───── Provided data ─────

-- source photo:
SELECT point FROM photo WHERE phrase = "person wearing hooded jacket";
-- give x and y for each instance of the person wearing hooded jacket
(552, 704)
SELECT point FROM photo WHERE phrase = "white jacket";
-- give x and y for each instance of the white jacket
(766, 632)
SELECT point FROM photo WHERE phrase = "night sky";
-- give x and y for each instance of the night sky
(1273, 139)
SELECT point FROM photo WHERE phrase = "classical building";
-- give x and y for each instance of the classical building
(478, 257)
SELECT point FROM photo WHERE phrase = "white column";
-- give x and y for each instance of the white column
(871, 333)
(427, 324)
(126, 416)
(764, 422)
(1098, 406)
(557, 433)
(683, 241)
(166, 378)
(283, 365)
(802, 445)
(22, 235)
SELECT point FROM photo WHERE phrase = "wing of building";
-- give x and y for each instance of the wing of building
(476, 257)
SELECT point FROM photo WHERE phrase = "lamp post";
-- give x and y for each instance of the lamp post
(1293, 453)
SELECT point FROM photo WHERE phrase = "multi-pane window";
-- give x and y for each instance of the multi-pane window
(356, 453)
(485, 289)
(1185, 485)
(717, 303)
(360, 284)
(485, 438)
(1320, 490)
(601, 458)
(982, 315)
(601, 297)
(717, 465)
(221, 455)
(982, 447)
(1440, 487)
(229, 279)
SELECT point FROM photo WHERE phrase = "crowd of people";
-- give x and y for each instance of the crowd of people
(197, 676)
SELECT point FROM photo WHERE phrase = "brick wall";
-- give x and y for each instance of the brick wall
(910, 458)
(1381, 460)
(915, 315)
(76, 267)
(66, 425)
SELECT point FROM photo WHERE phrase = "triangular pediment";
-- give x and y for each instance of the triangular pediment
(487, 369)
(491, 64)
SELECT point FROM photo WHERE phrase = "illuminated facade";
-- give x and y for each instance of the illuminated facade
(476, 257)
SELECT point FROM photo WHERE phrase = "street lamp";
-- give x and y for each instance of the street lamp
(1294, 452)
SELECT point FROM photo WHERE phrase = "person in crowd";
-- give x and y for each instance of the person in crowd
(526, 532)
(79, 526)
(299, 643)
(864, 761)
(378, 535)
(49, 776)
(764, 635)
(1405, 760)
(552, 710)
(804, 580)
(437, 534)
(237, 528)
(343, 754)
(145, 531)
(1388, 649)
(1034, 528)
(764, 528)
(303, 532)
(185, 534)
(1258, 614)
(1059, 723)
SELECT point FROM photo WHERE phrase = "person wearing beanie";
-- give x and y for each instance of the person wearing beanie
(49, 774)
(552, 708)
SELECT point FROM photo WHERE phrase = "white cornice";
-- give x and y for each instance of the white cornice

─────

● **What needs to be done**
All of the data above should be reproduced word for word.

● **Solution for this exercise**
-- source photo:
SELECT point FROM photo WHERE phrase = "person wearing hooded jacket";
-- give x and y for each instance of the person wearing hooded jacket
(552, 704)
SELECT point FROM photo WHERE phrase = "white jacket";
-- give x and y for each instance of the white jacket
(766, 632)
SELECT point FROM photo WHERE phrase = "night sky";
-- give x and y for each instance of the night sky
(1273, 139)
SELECT point FROM photo WHERE phrase = "classical building";
-- give x and y for each instance of the classical building
(478, 257)
SELECT point FROM photo WHERE phrase = "white column";
-- give x and y for each instance of the white column
(871, 333)
(427, 324)
(126, 416)
(764, 422)
(1098, 406)
(557, 433)
(683, 241)
(166, 378)
(283, 365)
(802, 445)
(22, 235)
SELECT point FROM photo WHERE phrase = "wing of building";
-- give x and y for each instance of the wing of building
(476, 257)
SELECT point FROM photo WHERE phrase = "lamp post";
-- give x and y for each instance of the lamp post
(1293, 453)
SELECT point FROM photo WHERE phrase = "multi-pane window";
-- give x and y for each instance of the multi-pane window
(356, 453)
(485, 289)
(1185, 485)
(717, 303)
(360, 284)
(485, 438)
(1320, 490)
(601, 458)
(982, 315)
(601, 297)
(717, 465)
(221, 455)
(982, 447)
(1440, 487)
(229, 279)
SELECT point FROM photo WHERE phrase = "crowd of people";
-- give x and y for each instance of the crowd of people
(197, 676)
SELECT point FROM photo WHERE phrase = "brick wall";
-- give x and y for each instance of the brick wall
(910, 458)
(1381, 460)
(915, 315)
(76, 267)
(66, 425)
SELECT point FROM photo WHERE phrase = "triangular pediment";
-- give x and y for each instance of the triangular pediment
(487, 369)
(491, 64)
SELECT point FROM photo WHERE phrase = "illuminated facade";
-- give x and y for each instance of the illuminated facade
(476, 257)
SELECT point FROM photo WHERE phrase = "street lamp";
-- give x and y for each instance of the street lamp
(1294, 452)
SELECT point FROM photo WHERE phrase = "person in crowd";
-- give x and y for each instance of the person in crowd
(526, 532)
(79, 526)
(299, 643)
(864, 761)
(378, 535)
(49, 776)
(764, 635)
(1405, 760)
(552, 710)
(804, 580)
(437, 534)
(237, 528)
(343, 754)
(145, 531)
(1388, 649)
(1034, 528)
(764, 528)
(303, 532)
(185, 534)
(1258, 614)
(1059, 723)
SELECT point FROM photo WHERE phrase = "person wearing beanie";
-- give x and y for each instance of the person wearing beanie
(49, 774)
(552, 708)
SELECT point FROM photo WHERE phrase = "white cornice";
-- give x and y for each instance of the white cornice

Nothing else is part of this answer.